- _EXERCISE_:
Could you pull out everything in the material below, from its very first line down to and including the line containing "column 31, row 130", and reproduce those lines word for word?

- _GIVEN RECORDS_:
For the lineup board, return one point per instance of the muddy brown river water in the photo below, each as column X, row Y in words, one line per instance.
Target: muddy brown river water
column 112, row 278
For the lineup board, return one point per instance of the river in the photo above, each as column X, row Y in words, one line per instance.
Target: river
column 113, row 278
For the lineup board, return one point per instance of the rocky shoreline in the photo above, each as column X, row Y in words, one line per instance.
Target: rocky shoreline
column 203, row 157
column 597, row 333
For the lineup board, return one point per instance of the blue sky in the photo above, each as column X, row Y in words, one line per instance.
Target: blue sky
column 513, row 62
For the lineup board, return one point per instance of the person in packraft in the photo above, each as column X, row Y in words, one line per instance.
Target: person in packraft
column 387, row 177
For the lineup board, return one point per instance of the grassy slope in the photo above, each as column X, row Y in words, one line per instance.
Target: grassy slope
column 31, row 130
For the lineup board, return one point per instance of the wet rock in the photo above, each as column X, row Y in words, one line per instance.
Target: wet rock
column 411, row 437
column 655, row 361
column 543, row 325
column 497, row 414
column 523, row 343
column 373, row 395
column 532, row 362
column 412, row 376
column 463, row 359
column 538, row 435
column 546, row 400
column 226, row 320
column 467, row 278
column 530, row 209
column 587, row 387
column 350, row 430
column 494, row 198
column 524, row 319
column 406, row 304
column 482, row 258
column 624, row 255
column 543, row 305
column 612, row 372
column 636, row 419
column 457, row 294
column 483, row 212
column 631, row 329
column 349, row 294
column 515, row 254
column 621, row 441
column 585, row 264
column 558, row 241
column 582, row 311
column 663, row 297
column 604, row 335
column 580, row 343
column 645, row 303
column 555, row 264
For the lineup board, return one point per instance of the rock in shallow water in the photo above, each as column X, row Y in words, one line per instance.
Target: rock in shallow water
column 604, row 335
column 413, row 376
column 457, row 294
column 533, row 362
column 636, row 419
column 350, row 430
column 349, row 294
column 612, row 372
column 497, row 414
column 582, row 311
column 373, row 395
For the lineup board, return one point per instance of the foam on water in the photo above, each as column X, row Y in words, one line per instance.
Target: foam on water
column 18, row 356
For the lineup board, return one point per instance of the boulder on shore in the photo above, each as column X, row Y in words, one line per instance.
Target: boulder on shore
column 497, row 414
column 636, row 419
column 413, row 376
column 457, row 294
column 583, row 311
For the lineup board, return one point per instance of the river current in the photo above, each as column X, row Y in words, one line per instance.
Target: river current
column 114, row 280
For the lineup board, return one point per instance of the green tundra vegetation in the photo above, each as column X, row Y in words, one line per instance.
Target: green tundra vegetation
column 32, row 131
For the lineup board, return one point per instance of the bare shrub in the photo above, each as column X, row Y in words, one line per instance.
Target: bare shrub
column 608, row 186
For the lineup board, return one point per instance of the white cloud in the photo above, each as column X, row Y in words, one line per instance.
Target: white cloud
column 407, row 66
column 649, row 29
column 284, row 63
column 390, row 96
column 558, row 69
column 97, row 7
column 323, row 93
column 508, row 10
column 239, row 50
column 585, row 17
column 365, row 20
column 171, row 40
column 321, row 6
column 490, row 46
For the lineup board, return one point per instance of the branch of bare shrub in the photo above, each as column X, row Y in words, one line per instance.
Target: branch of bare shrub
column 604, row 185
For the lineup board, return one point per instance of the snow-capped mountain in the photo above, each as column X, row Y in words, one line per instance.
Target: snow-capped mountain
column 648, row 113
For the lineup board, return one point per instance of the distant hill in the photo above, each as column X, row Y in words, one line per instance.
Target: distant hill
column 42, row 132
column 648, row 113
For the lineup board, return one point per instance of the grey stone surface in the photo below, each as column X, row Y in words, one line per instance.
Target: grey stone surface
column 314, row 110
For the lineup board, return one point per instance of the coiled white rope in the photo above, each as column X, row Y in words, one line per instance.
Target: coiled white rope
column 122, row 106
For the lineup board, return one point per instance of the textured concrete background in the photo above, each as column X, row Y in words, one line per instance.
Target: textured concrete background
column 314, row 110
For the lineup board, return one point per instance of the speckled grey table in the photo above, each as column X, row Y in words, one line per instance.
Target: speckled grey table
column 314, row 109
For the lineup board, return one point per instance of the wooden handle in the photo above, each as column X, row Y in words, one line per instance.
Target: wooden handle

- _COMPLETE OUTPUT_:
For the lineup board, return one point per instance of the muddy brown river water in the photo below, each as column X, row Y in words, one line per instance.
Target: muddy brown river water
column 112, row 278
For the lineup board, return one point per instance of the river in the photo above, each as column X, row Y in words, one line per instance.
Target: river
column 113, row 278
For the lineup board, return one point per instance of the rocky shoreline in the photo above, each as column X, row Y in words, one line per instance.
Target: rocky shoreline
column 203, row 157
column 597, row 333
For the lineup board, return one point per instance of the blue sky in the photo above, each as column X, row Y in words, one line per instance.
Target: blue sky
column 513, row 62
For the lineup board, return one point per instance of the person in packraft in the photo above, each as column X, row Y in words, one line per instance.
Target: person in packraft
column 387, row 177
For the lineup board, return one point per instance of the grassy slope in the photo above, each as column X, row Y in words, one line per instance.
Target: grassy slope
column 31, row 130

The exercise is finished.